* What the task asks *
Copy the part of the data that opens with the line containing "neck using a bounding box." and closes with the line containing "[312,292,375,432]", both lines included, keeping every line as it stands except that each bounding-box coordinate shifts up by 23.

* Material for this exercise *
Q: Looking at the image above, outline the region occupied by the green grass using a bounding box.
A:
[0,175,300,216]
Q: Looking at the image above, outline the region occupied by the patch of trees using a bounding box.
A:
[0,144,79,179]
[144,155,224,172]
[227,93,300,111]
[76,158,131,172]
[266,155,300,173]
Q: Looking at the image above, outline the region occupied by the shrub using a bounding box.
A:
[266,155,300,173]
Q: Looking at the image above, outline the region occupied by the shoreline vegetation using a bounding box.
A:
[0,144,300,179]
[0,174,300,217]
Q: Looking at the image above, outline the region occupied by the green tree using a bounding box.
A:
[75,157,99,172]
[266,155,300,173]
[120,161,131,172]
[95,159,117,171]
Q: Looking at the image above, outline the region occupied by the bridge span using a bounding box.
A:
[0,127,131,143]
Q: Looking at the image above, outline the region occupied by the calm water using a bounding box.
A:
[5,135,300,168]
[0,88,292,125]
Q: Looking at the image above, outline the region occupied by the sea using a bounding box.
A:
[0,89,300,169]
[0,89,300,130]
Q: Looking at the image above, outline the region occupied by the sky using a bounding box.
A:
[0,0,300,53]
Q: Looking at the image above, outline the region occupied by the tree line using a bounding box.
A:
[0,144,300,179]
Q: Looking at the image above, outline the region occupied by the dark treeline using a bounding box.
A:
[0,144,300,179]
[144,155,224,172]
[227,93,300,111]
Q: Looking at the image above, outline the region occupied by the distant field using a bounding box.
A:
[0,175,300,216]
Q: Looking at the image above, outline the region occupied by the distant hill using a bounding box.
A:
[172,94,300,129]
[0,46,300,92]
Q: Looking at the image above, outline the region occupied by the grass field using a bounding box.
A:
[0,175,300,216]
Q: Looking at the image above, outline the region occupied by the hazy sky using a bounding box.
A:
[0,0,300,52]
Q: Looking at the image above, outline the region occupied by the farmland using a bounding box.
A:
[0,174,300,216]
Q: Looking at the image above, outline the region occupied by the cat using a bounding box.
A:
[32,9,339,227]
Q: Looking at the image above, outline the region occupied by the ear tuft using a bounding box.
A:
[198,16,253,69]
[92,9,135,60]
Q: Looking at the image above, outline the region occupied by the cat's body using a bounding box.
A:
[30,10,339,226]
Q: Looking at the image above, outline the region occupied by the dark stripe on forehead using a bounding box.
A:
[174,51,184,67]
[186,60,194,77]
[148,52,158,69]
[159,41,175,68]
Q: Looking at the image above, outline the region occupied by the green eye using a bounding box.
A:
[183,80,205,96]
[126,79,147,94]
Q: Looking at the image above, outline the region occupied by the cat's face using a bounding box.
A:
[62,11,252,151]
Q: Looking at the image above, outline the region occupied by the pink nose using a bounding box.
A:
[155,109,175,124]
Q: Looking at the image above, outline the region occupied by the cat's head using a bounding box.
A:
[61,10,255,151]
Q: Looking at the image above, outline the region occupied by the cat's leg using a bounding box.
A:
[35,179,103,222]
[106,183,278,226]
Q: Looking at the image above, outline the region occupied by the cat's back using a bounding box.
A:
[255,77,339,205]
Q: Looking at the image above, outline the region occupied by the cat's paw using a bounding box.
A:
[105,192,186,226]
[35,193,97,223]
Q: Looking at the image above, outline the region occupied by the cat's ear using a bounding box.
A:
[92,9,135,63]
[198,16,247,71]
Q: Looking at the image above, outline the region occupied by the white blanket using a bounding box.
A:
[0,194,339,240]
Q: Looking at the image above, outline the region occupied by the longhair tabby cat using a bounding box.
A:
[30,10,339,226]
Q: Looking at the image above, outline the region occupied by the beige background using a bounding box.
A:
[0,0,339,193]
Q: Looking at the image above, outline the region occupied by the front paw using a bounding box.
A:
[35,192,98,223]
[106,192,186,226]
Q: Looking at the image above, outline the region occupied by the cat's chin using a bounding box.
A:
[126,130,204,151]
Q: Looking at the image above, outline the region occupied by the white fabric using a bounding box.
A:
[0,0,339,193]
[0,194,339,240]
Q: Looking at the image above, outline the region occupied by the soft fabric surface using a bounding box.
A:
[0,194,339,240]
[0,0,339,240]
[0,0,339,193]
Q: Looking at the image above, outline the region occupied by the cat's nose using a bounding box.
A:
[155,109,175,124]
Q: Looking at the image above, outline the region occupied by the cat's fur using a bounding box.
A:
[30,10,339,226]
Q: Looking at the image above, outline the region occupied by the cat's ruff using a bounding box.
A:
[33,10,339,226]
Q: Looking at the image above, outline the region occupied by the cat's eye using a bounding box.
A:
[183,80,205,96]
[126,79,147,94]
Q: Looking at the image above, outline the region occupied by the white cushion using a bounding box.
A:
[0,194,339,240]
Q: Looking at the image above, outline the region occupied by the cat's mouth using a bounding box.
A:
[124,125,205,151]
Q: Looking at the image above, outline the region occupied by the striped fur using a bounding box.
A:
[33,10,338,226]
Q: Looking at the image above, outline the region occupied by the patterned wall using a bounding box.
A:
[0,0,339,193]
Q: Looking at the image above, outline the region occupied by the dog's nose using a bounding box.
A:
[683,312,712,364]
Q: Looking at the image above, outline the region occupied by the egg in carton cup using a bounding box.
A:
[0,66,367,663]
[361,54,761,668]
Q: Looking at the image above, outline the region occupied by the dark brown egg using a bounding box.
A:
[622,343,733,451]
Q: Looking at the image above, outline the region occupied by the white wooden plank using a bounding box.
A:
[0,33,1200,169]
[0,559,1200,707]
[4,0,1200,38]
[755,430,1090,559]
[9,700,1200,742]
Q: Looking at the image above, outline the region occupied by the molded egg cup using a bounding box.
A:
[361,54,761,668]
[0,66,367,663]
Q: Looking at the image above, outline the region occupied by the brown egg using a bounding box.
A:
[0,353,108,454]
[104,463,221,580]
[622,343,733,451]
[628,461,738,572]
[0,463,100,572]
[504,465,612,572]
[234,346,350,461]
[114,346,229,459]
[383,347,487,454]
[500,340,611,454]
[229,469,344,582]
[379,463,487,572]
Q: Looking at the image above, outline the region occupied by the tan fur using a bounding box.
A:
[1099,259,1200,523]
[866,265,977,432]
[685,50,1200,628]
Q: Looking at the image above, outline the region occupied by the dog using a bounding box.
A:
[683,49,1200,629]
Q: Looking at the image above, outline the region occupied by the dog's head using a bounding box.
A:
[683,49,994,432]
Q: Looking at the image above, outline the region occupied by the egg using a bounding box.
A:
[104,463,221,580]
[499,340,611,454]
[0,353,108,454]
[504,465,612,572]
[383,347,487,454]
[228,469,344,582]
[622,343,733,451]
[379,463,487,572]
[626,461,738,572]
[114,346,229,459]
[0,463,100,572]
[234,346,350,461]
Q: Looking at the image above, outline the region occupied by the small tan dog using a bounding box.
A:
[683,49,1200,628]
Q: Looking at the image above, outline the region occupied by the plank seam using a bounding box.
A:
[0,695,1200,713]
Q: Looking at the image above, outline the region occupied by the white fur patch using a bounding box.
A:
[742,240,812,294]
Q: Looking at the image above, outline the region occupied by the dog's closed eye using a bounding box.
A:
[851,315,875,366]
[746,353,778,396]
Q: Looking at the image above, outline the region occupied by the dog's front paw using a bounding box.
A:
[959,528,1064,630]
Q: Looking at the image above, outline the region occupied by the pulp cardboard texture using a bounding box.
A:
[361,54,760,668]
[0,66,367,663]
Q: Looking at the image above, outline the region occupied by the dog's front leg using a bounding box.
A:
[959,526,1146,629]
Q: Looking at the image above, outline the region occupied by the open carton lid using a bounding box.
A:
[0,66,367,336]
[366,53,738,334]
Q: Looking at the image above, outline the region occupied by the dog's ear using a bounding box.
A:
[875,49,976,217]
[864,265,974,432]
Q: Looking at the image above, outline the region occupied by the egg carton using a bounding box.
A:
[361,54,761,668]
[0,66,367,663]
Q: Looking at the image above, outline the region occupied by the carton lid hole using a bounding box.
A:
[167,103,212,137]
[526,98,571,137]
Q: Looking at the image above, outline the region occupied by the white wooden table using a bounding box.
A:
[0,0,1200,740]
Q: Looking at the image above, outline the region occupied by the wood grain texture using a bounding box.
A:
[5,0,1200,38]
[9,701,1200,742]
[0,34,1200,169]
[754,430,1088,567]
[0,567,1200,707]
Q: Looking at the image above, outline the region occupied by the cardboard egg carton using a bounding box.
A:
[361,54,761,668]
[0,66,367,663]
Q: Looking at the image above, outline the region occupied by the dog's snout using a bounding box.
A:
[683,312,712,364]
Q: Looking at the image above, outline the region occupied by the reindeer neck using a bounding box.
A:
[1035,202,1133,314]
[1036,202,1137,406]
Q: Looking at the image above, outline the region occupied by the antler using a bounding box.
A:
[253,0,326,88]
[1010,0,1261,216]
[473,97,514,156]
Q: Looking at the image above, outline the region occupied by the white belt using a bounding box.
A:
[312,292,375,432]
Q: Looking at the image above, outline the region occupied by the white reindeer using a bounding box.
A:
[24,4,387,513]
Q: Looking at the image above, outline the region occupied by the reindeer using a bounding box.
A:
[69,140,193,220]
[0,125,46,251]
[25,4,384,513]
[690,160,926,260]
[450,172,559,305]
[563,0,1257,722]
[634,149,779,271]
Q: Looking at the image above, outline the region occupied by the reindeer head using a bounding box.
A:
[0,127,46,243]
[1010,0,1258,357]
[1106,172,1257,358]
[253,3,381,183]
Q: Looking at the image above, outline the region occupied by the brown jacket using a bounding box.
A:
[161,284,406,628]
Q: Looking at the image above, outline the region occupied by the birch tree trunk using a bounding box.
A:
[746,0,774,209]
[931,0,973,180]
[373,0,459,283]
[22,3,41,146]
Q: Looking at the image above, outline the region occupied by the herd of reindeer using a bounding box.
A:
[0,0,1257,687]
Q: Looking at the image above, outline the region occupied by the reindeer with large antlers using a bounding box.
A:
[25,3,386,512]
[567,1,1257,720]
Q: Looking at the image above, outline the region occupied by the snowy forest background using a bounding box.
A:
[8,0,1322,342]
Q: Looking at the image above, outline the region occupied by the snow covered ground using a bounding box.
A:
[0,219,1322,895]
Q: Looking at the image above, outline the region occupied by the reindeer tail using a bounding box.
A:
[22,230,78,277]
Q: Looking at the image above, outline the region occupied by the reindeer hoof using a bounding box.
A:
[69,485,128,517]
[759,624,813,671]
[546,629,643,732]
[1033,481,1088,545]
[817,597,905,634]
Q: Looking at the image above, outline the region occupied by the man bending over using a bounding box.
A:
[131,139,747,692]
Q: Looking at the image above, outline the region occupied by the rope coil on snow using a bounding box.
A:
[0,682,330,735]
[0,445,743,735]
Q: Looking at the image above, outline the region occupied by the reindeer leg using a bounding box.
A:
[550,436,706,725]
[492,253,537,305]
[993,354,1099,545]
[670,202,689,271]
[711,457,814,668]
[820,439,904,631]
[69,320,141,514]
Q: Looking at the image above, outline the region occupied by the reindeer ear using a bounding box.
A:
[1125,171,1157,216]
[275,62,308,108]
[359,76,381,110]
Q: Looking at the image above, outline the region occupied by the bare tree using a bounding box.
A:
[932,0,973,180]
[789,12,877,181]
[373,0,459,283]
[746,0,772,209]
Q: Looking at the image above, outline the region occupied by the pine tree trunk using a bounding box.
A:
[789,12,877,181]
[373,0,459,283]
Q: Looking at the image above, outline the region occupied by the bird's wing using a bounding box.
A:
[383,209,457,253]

* Worked solution *
Q: Looking at the image above, outline the region occupied by the reindeer neck using a bounding box.
A:
[1058,225,1156,337]
[1059,225,1160,429]
Q: Looking at the image above, outline the region occupied by the antler using a bounding box.
A:
[276,23,349,111]
[1033,23,1284,239]
[496,120,537,179]
Q: Looking at the image above, outline the region occupied by the white belt using a bounding box.
A:
[335,315,398,455]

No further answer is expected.